- Activity list
A. Please rewrite more briefly the paragraph of the piece on reopening schools in North Carolina that begins "For North Carolina, the choice of three plans," keeping its main facts.
B. Print, unchanged, the part of the piece on reopening schools in North Carolina that opens with the words containing "For North Carolina, the" and closes with "educators and students.".
C. Write what would come next in the piece on reopening schools in North Carolina, picking up after its final sentence.

Decisions on reopening schools is happening across the country as the Trump Administration has pressured governors to reopen schools his fall. With numerous threats to cut school funding for states that do not adhere to Trump’s strong-arm approach, North Carolina was one of many states that announced school plans.
For North Carolina, the choice of three plans rests with the local school districts, as hybrid models, remote learning and in-person learning is up for debate. Yet, as decisions are being made by school districts, the questions still remains whether state lawmakers will ensure the safety and protection of educators and students.
We cannot let unstable or unpredictable budgets get in the way of our educators being able to meet the needs of our students and keep themselves and our students safe in the process. We must consider what it takes to provide effective learning opportunities for students in hybrid or remote learning environments.

- Data for review
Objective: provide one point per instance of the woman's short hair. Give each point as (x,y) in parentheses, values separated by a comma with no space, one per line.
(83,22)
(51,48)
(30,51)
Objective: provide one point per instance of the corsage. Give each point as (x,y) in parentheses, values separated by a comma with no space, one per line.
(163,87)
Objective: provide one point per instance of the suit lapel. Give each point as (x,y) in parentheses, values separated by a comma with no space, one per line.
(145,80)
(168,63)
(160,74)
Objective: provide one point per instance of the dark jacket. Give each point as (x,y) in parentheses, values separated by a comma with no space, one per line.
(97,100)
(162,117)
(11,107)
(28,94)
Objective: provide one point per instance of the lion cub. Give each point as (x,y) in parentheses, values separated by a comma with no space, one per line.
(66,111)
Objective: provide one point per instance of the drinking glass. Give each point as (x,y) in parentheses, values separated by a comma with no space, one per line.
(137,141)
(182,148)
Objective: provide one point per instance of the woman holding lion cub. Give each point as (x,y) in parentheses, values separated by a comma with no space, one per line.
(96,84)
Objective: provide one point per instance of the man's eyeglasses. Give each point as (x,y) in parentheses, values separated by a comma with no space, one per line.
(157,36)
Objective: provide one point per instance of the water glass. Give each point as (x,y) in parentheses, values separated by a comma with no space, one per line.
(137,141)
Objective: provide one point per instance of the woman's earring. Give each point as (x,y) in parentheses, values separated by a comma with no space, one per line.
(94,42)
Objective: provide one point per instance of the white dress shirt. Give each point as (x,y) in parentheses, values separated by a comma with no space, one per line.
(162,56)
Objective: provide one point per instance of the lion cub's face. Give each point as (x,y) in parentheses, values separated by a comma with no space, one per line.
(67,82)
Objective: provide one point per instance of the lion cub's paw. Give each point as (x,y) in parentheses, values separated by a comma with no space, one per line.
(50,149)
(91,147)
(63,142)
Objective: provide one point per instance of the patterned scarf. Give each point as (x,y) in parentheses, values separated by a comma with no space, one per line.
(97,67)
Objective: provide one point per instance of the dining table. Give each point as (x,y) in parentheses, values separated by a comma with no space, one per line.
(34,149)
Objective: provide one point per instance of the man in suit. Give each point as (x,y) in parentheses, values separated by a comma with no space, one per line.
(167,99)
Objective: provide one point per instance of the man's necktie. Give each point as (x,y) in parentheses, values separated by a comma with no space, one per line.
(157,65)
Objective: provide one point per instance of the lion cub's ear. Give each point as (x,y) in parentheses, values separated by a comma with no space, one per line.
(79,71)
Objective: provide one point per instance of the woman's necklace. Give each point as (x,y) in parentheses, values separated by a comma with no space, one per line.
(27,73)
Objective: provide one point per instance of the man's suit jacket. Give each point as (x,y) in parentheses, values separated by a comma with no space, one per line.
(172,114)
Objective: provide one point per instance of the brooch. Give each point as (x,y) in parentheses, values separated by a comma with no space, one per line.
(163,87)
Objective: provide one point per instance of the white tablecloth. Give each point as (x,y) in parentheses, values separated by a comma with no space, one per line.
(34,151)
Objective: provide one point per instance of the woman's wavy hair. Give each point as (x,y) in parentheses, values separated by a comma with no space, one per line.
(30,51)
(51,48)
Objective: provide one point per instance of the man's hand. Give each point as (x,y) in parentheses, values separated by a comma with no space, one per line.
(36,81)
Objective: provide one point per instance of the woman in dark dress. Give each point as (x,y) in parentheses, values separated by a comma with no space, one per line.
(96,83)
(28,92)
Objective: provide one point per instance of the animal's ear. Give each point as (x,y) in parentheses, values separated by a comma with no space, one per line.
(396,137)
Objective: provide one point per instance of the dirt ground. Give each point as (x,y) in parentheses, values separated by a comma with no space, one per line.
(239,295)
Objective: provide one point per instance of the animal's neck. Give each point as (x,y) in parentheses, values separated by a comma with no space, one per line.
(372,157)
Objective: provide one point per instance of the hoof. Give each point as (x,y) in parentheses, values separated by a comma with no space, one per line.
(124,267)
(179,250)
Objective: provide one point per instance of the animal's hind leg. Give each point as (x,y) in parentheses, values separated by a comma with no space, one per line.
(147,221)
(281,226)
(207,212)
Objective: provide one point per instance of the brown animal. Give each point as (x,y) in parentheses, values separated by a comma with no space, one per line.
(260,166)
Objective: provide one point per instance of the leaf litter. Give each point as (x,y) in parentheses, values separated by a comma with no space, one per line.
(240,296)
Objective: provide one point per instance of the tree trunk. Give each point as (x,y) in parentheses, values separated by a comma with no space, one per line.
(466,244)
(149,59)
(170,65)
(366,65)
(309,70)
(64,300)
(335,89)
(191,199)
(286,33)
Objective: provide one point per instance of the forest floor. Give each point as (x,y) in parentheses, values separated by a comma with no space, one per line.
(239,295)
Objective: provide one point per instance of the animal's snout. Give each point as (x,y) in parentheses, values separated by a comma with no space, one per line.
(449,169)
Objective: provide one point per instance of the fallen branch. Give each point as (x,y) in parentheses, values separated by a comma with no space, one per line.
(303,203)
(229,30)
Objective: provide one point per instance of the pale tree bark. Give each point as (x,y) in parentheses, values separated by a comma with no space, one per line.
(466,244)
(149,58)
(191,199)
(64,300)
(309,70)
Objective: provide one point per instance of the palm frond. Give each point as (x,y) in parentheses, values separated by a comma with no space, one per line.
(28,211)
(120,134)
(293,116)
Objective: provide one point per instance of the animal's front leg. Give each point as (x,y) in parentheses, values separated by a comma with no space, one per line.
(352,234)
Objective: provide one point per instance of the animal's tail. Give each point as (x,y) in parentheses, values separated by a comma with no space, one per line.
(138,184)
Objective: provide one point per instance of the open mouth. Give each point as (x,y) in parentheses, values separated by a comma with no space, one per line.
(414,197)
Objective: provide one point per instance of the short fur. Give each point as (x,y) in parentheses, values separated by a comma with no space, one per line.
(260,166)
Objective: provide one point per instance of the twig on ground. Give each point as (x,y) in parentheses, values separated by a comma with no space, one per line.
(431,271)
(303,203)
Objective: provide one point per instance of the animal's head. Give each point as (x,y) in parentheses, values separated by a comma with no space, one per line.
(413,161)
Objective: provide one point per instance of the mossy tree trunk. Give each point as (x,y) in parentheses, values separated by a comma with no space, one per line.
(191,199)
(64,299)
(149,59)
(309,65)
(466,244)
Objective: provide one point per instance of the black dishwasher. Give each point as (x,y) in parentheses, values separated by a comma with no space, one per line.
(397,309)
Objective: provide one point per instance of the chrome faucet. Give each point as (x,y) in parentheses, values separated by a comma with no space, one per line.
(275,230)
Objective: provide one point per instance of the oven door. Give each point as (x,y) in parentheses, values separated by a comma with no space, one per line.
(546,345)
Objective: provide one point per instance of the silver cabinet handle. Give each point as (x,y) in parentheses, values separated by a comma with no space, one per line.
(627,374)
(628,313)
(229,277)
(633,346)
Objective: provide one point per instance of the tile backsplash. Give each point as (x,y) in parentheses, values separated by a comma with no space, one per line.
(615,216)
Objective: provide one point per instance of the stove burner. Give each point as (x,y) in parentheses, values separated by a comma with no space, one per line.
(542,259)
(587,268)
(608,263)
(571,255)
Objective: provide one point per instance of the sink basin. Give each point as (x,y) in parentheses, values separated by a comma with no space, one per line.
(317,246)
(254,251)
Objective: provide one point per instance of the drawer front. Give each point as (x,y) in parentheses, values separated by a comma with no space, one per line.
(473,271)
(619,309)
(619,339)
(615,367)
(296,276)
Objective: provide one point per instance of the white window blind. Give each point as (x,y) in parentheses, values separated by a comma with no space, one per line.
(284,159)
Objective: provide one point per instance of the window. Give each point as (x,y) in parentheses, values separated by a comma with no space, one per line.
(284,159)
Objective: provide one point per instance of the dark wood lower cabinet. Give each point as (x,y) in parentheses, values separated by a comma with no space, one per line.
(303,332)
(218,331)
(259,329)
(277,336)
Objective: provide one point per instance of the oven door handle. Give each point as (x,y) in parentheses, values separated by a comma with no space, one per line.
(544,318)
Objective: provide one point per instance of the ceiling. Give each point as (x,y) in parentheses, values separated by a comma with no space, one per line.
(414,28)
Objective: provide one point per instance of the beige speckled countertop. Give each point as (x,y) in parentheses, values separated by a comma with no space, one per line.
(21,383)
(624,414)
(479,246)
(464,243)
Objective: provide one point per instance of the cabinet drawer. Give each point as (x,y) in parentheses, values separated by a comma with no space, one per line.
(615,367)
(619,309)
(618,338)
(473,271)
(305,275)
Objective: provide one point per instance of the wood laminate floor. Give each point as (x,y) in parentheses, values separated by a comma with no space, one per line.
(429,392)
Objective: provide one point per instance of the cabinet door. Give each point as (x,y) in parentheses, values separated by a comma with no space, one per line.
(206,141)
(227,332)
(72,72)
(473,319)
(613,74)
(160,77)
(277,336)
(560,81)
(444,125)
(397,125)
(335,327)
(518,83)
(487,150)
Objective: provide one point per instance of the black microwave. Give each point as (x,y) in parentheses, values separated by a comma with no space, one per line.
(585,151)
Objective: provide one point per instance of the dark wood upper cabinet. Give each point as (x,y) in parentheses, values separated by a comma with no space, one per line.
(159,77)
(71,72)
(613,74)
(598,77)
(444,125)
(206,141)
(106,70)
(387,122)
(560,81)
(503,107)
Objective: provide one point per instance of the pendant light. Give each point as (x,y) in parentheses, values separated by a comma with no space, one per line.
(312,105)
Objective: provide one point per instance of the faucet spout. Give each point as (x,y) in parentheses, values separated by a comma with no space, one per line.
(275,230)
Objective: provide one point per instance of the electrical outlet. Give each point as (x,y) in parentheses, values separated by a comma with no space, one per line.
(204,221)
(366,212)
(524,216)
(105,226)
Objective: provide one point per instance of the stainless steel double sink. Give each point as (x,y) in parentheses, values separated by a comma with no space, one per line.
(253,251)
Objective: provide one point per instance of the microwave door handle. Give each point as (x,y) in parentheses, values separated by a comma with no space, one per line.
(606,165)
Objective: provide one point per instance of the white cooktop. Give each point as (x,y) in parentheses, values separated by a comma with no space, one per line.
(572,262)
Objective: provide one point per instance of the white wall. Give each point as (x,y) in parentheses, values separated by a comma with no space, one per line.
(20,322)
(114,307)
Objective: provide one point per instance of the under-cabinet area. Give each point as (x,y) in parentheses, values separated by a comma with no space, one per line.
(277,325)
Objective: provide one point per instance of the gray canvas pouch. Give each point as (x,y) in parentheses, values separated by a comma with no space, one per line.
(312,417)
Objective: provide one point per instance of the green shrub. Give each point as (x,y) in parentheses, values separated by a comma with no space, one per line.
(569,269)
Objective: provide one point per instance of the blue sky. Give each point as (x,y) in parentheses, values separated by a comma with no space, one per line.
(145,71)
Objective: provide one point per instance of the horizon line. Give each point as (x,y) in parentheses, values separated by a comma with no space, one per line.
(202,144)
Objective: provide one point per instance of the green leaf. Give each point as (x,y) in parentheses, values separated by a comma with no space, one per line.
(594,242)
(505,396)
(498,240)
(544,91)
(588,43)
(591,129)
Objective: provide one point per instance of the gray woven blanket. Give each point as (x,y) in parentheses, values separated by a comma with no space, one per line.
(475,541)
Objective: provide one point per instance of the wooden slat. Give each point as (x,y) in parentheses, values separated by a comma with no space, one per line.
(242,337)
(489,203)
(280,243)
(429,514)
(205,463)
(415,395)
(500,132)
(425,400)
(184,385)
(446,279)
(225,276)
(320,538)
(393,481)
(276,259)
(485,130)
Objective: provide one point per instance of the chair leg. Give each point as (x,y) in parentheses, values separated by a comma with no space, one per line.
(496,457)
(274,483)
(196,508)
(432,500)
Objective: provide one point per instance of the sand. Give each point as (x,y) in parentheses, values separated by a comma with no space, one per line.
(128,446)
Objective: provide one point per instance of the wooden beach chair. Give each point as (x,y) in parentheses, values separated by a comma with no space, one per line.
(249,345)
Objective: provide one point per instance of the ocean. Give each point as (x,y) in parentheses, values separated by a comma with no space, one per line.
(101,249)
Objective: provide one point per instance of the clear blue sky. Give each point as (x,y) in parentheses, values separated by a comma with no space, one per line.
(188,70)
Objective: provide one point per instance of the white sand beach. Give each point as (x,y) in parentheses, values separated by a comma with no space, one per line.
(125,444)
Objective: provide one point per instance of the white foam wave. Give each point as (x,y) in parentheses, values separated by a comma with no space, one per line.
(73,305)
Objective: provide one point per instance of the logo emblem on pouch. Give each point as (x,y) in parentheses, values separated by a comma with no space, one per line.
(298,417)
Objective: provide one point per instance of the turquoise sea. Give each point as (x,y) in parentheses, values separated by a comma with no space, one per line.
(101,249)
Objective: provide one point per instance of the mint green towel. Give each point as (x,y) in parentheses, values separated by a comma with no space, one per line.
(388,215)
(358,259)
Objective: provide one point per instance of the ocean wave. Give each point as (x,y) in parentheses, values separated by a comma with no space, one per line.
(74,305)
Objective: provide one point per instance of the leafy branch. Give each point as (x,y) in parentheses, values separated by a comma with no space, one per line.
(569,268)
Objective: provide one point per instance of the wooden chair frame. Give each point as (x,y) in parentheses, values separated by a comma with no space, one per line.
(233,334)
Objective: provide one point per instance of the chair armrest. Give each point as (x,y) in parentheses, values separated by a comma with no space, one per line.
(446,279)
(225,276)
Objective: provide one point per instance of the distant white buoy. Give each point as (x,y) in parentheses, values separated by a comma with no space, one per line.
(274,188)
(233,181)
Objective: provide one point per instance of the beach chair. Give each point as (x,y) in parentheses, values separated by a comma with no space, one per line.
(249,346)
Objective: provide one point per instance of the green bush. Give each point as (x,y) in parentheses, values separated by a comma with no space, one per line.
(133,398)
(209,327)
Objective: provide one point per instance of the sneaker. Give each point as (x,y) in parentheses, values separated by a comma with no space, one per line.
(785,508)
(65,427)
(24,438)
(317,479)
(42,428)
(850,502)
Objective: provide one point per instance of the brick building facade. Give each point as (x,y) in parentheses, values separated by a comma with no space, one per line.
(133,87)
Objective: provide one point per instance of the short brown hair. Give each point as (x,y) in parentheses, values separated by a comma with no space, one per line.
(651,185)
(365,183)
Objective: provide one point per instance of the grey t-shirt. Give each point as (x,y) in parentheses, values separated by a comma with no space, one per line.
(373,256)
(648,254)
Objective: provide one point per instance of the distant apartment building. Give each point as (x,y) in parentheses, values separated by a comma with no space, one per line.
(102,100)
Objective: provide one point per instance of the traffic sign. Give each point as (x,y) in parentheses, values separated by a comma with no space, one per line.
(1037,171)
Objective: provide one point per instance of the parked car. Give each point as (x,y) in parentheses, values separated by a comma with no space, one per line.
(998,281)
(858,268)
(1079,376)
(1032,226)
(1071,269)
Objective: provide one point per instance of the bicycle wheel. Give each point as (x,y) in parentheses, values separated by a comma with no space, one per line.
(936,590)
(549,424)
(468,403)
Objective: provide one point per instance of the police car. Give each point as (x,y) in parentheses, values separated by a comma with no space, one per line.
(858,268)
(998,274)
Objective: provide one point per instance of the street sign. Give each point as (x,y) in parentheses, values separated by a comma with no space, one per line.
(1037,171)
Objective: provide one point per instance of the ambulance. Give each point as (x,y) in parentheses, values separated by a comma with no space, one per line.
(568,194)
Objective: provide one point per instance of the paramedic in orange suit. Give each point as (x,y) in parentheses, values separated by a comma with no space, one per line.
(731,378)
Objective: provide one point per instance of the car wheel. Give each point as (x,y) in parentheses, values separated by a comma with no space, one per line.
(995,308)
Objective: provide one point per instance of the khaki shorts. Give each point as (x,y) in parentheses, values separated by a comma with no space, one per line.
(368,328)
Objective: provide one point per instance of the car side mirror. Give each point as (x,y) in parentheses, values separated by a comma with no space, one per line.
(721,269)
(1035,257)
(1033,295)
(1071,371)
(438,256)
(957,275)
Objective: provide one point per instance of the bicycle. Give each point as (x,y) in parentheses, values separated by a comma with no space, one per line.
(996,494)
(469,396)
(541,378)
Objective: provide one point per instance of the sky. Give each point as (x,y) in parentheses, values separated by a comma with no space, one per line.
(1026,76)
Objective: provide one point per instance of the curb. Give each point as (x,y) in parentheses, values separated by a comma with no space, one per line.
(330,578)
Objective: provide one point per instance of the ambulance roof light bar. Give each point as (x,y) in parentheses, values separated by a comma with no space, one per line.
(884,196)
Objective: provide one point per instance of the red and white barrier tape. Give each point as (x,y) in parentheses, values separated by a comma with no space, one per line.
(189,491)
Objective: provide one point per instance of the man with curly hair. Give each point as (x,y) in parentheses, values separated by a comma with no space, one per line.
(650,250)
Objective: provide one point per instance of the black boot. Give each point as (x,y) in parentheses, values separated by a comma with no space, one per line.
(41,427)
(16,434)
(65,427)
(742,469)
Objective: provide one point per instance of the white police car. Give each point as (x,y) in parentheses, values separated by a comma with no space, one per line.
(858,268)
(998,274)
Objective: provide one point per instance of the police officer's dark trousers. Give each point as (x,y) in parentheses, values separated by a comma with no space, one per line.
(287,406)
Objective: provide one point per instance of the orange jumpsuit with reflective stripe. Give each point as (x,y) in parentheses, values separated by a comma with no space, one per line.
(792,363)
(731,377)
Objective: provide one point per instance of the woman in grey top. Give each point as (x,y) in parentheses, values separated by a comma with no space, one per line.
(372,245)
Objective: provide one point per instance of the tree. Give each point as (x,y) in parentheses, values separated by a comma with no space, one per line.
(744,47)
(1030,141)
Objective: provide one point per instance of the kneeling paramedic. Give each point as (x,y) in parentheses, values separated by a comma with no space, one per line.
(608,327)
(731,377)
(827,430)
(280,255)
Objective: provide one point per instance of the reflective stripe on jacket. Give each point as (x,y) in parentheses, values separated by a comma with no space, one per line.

- Task-by-task outputs
A. In North Carolina, local school districts choose among three plans: hybrid, remote or in-person learning. As districts decide, it remains uncertain whether state lawmakers will ensure the safety and protection of educators and students.

B.
For North Carolina, the choice of three plans rests with the local school districts, as hybrid models, remote learning and in-person learning is up for debate. Yet, as decisions are being made by school districts, the questions still remains whether state lawmakers will ensure the safety and protection of educators and students.

C.
As Patrick Miller, Mike Lee, and Alan Duncan discussed on “Education Matters,” this includes asking our state leaders to hold districts and schools harmless for their budgets — even if they experience temporary decreases in enrollment due to COVID-19, and ensure districts have the additional funds necessary to provide sufficient protective gear and access to Broadband internet, as this has become an essential utility for functioning in our world.
Access to high speed internet is now the primary gateway to accessing a sound basic education during this pandemic, and the provision of a sound basic education is our constitutional obligation to every citizen in North Carolina.
It is clear to me that there are three key priorities that must be at the forefront in order to safely begin the 2020-21 school year in North Carolina.
Safety of our students, teachers, staff, and families;
Equity in access to robust, meaningful learning opportunities;
Resources and funding to support fall plans.
Last week, the NC General Assembly adjourned without enacting increased teacher pay, consideration of hazard pay for educators and ignoring the Leandro report mandate.
Recently, Gov. Roy Cooper has urged Congress to pass additional state support to expand access to high-speed internet and nutrition for in-person and distance learning students.
Gov. Cooper has also requested for Congress to take measures to ensure that K-12 schools, community colleges, and universities have the funds they need to purchase cleaning supplies, provide PPE, and other materials needed for health and safety.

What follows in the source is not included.